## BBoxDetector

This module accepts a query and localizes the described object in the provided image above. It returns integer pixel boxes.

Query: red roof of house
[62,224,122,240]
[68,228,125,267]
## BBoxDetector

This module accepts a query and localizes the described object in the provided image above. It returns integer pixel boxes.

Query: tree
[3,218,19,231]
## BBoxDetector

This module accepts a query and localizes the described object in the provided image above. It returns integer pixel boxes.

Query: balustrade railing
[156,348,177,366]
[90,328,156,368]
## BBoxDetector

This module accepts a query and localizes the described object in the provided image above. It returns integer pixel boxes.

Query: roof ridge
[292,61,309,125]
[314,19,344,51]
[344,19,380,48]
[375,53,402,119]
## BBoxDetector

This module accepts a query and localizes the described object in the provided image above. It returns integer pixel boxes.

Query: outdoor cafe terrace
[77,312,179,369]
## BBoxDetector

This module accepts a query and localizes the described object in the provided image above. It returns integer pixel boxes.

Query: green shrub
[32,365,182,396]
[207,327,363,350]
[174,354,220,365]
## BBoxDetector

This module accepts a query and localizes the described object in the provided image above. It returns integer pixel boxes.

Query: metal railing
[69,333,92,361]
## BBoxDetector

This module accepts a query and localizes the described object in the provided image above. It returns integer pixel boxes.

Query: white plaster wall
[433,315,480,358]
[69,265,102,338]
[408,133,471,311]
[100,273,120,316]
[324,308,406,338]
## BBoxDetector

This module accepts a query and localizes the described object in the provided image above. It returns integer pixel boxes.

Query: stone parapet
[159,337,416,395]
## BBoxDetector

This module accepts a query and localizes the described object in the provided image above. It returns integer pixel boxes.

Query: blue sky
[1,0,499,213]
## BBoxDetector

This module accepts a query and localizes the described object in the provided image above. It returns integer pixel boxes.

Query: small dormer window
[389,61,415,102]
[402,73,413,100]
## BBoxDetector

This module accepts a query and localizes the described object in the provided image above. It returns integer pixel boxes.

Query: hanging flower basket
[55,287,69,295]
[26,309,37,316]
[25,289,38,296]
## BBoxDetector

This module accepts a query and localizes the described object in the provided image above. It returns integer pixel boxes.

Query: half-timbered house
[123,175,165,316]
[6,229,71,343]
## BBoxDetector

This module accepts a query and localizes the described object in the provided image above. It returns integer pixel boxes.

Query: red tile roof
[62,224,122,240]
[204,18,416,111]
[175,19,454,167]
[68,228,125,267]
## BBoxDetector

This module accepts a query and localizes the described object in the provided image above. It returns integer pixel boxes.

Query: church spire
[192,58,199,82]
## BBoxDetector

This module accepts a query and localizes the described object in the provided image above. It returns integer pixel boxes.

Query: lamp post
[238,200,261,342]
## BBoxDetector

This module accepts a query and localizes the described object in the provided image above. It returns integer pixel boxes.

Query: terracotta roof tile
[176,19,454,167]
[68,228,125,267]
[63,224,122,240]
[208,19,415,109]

--*--

» WORK TO BE COMPLETED: Set down an exact copy of the entries above.

» ANSWER SECTION:
## BBoxDetector

This module accepts a query and localizes the described object in the provided image above. It returns integer pixel boxes.

Query: red roof of house
[62,224,122,240]
[68,228,125,267]
## BBoxDetector

This module accepts a query and localizes the described object in the provided image above. It returns integer pixel boxes.

Query: tree
[3,218,19,231]
## BBoxDetector

This module accepts a query and localizes the described object in the provided image above. It returns integer pixel boxes.

Query: balustrade railing
[156,348,177,366]
[90,328,156,368]
## BBoxDetector

This module accepts a query and localizes the described object in the provided image above. It returns integer pixel boxes.

Query: roof ridge
[292,61,309,125]
[314,19,344,51]
[344,19,380,48]
[375,53,402,119]
## BBoxDetector

This module accepts a query and localizes the described object in the provided image above. It returns integer pixel boxes.

Query: outdoor cafe terrace
[77,312,179,369]
## BBoxDetector

This module accepts a query and localizes the described object in the provided image above. It returns integer pixel boxes.

Query: green shrub
[32,365,182,396]
[207,327,363,350]
[174,354,220,365]
## BBoxDetector

This module accepts a query and localizes the described object in the provided image above. It returns integer pixel boxes.

Query: metal railing
[69,333,92,361]
## BBoxDetector

This module accepts a query and localizes the described object in the provided image above. It returns integer pixel boxes.

Query: white plaster wall
[433,315,480,358]
[69,265,102,338]
[408,133,471,311]
[100,273,120,316]
[324,308,406,338]
## BBoxDetector

This module accepts a query and localizes the described object in the provided image above. It returns integer pixel boxes.

Query: stone parapet
[159,337,416,395]
## BBoxDetector

This module accepts a query and localizes the described object in the provided image above. It returns integer pixel boxes.

Query: blue sky
[1,0,499,213]
## BBoxDetector

This module accepts a query and localizes the described object in the provided image above. It returns integer pixel boxes.

Query: small dormer window
[389,61,415,102]
[402,73,413,100]
## BBoxDetector

This module accepts a query and localizes the described object in the provided image above. It returns integer pixel boxes.

Query: hanging flower basket
[55,287,69,295]
[26,309,37,316]
[25,289,38,296]
## BBoxDetector

This module accepts a query and localizes the described object in the provided image above. It returns integer pixel boxes.

Query: half-timbered house
[123,175,165,316]
[6,229,71,343]
## BBoxDetector

This module accepts a query and localizes the described object in the provided image above. It returns integer pixel boxes.

Query: red tile roof
[62,224,122,240]
[204,18,416,111]
[175,19,454,167]
[68,228,125,267]
## BBoxDetector

This module accepts a query and localizes the described object in the provided image above. It returns integer pixel boxes.

Query: church spire
[192,58,199,82]
## BBoxDetector

This module accepts a query and localizes the described object in the provided image above. It returns integer pixel boxes.

Query: lamp post
[238,200,261,342]
## BBoxDetector

This module accepts a query and localizes the described object in the provided image above. It returns integer pixel boxes.

Query: terracotta roof tile
[176,19,454,167]
[68,228,125,267]
[63,224,122,240]
[208,19,415,109]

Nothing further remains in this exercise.